_Exercise aim_.
Restate the entries below verbatim.

(Position annotation records)
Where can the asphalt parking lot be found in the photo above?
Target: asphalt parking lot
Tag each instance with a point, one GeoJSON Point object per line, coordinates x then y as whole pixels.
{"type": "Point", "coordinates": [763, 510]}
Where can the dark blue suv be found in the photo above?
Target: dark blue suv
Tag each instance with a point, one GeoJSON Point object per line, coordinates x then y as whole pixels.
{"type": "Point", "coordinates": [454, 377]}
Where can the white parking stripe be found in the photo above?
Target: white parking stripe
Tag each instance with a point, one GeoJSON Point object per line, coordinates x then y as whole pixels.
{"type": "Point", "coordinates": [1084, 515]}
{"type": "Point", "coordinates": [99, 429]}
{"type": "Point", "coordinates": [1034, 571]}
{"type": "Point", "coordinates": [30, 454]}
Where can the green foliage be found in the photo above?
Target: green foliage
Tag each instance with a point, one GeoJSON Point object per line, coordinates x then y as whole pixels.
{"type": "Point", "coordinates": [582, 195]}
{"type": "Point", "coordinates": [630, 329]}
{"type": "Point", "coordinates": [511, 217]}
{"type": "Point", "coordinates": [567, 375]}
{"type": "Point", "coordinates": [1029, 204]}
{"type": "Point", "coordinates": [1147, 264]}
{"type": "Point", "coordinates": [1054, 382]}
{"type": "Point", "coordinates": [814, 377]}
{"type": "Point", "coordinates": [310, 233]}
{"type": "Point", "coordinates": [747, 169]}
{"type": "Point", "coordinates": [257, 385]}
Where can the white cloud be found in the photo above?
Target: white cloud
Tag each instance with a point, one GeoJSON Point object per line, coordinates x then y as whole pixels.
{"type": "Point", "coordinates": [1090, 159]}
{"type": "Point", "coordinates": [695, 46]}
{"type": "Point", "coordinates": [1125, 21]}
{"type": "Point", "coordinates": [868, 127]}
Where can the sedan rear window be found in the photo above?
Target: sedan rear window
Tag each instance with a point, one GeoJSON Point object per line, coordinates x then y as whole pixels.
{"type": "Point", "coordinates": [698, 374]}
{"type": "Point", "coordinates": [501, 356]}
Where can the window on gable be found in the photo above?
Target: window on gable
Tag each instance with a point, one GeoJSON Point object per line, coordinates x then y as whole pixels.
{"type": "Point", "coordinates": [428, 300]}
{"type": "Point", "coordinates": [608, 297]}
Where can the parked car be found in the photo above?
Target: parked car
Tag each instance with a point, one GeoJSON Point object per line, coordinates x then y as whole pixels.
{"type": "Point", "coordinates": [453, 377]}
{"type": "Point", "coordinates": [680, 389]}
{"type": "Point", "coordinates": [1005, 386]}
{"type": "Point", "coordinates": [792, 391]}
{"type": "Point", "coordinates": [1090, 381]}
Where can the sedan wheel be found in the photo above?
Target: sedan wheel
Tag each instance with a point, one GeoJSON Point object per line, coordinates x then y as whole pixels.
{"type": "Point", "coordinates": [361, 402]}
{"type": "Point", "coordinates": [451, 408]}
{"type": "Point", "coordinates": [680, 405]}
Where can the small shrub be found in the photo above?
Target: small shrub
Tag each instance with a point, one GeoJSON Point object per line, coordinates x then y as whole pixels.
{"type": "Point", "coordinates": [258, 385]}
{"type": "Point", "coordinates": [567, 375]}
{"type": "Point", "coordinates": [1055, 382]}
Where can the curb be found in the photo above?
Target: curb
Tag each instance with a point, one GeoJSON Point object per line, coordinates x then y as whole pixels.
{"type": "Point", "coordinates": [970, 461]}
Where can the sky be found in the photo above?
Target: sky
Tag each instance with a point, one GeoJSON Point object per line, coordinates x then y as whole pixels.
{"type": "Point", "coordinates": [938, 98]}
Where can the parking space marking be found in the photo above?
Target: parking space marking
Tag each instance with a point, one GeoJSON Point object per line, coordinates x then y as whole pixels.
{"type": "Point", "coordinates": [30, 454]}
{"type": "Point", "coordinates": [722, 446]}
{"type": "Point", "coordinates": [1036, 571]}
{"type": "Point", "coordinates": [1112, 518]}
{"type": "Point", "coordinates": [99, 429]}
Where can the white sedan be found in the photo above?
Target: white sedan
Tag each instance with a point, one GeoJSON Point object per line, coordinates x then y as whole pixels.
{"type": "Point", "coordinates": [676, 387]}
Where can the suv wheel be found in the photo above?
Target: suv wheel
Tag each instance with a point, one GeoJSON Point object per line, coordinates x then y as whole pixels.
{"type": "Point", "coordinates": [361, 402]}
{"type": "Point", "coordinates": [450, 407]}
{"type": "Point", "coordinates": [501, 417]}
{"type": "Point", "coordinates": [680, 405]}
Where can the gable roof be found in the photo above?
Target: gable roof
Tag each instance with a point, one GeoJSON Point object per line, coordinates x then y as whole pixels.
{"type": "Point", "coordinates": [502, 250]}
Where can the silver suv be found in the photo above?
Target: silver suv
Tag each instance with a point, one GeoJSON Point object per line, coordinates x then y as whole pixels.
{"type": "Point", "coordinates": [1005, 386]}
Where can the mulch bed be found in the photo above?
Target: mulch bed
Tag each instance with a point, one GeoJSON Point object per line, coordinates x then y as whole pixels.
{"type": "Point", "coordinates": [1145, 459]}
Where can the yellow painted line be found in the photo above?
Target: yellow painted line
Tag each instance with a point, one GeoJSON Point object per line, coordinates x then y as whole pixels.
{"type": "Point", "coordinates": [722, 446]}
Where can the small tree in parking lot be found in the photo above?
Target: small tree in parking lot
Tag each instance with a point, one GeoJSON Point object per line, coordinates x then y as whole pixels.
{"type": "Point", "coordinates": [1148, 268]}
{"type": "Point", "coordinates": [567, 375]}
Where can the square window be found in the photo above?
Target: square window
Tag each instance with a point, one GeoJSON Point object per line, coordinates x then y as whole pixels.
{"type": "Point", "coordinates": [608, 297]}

_Task solution_.
Where can the asphalt parking lot be found in the photo above?
Target: asphalt parking lot
Tag each instance with a point, one GeoJSON Point object per line, coordinates x then y as whole pixels.
{"type": "Point", "coordinates": [763, 510]}
Where can the dark blue suv be found in the photo above?
Target: dark blue suv
Tag each instance with a point, one GeoJSON Point object per line, coordinates x then y as whole pixels.
{"type": "Point", "coordinates": [454, 377]}
Where can the white parking stripe be found in the photo above?
Target: white parking stripe
Tag each instance with a point, one GeoJSON Point object per line, coordinates x then y as whole pixels.
{"type": "Point", "coordinates": [1084, 515]}
{"type": "Point", "coordinates": [99, 429]}
{"type": "Point", "coordinates": [1034, 571]}
{"type": "Point", "coordinates": [30, 454]}
Where can the green foliage be found in the photo above?
Target: green foliage
Tag each instance with a point, one GeoJSON Point object per line, coordinates x then y as whole pixels.
{"type": "Point", "coordinates": [582, 195]}
{"type": "Point", "coordinates": [630, 329]}
{"type": "Point", "coordinates": [511, 217]}
{"type": "Point", "coordinates": [567, 375]}
{"type": "Point", "coordinates": [1029, 204]}
{"type": "Point", "coordinates": [1147, 264]}
{"type": "Point", "coordinates": [1054, 382]}
{"type": "Point", "coordinates": [814, 377]}
{"type": "Point", "coordinates": [310, 233]}
{"type": "Point", "coordinates": [747, 169]}
{"type": "Point", "coordinates": [257, 385]}
Where can the white cloud be found in the photo above?
Target: white cloud
Tag each instance with a point, one GeoJSON Point object per line, coordinates x then y as whole pixels.
{"type": "Point", "coordinates": [1090, 159]}
{"type": "Point", "coordinates": [695, 46]}
{"type": "Point", "coordinates": [1125, 21]}
{"type": "Point", "coordinates": [868, 127]}
Where can the sedan rear window be found in the photo above?
Target: sedan rear window
Tag each instance with a point, one GeoJSON Point object per line, coordinates x then y as whole pixels.
{"type": "Point", "coordinates": [698, 374]}
{"type": "Point", "coordinates": [501, 356]}
Where can the window on gable be found in the photo above?
Target: window on gable
Tag each instance with a point, one GeoJSON Point object per line, coordinates x then y as whole pixels.
{"type": "Point", "coordinates": [428, 300]}
{"type": "Point", "coordinates": [608, 297]}
Where can the parked car be found in the photo above?
Target: parked car
Tag each instance with a point, one GeoJSON Point object per line, coordinates x then y as whole pixels.
{"type": "Point", "coordinates": [453, 377]}
{"type": "Point", "coordinates": [680, 389]}
{"type": "Point", "coordinates": [1005, 386]}
{"type": "Point", "coordinates": [792, 391]}
{"type": "Point", "coordinates": [1090, 381]}
Where can the sedan wheel be found in the photo above?
Target: sedan wheel
Tag each instance with a point, one GeoJSON Point object per line, coordinates x then y as whole pixels.
{"type": "Point", "coordinates": [361, 402]}
{"type": "Point", "coordinates": [451, 408]}
{"type": "Point", "coordinates": [680, 405]}
Where can the small shrub be found in the photo above?
Target: small shrub
Tag each instance with a point, one GeoJSON Point object per line, coordinates x then y as whole pixels.
{"type": "Point", "coordinates": [258, 385]}
{"type": "Point", "coordinates": [567, 375]}
{"type": "Point", "coordinates": [1055, 382]}
Where can the curb be found in the photo above?
Target: curb
Tag each instance with a point, one GeoJSON Point object per line, coordinates x then y as whole pixels.
{"type": "Point", "coordinates": [970, 461]}
Where can the sky be found in the photo above?
Target: sky
Tag each instance with a point, one GeoJSON Point object per line, coordinates x then y as whole pixels.
{"type": "Point", "coordinates": [938, 98]}
Where can the parking space marking be found in the photo above?
Target: parking space marking
Tag each instance with a point, one GeoJSON Point object per line, coordinates x then y as whole pixels.
{"type": "Point", "coordinates": [30, 454]}
{"type": "Point", "coordinates": [722, 446]}
{"type": "Point", "coordinates": [1036, 571]}
{"type": "Point", "coordinates": [1112, 518]}
{"type": "Point", "coordinates": [99, 429]}
Where can the white sedan be found in the photo above?
Target: white sedan
Tag each instance with a point, one GeoJSON Point object per line, coordinates x then y as whole pixels.
{"type": "Point", "coordinates": [676, 387]}
Where can the suv wheel be found in the photo above?
Target: suv wheel
Tag each instance with a point, one GeoJSON Point object per line, coordinates x then y as whole pixels.
{"type": "Point", "coordinates": [361, 402]}
{"type": "Point", "coordinates": [450, 407]}
{"type": "Point", "coordinates": [501, 417]}
{"type": "Point", "coordinates": [680, 405]}
Where can the gable roof be found in the photo above?
Target: gable roof
Tag each instance with a point, one GeoJSON Point object per line, coordinates x then y as whole pixels.
{"type": "Point", "coordinates": [502, 250]}
Where can the silver suv be found in the photo above?
Target: silver suv
Tag each instance with a point, one GeoJSON Point object per line, coordinates x then y as whole pixels.
{"type": "Point", "coordinates": [1005, 386]}
Where can the mulch bed be found in the photo above?
Target: mulch bed
Tag each instance with a point, one GeoJSON Point object per line, coordinates x then y as whole pixels.
{"type": "Point", "coordinates": [1145, 459]}
Where can the yellow painted line be found in the photo above?
Target: yellow painted line
Tag each instance with a point, one GeoJSON Point object per line, coordinates x then y as whole pixels.
{"type": "Point", "coordinates": [722, 446]}
Where can the small tree in parking lot be found in the photo above?
Target: small tree in parking lot
Tag each instance with a point, one GeoJSON Point object per line, coordinates x then y as whole pixels.
{"type": "Point", "coordinates": [1148, 268]}
{"type": "Point", "coordinates": [567, 375]}
Where can the square window be found in the photo above?
Target: square window
Tag each instance with a point, one GeoJSON Point object per line, coordinates x then y as whole pixels.
{"type": "Point", "coordinates": [608, 297]}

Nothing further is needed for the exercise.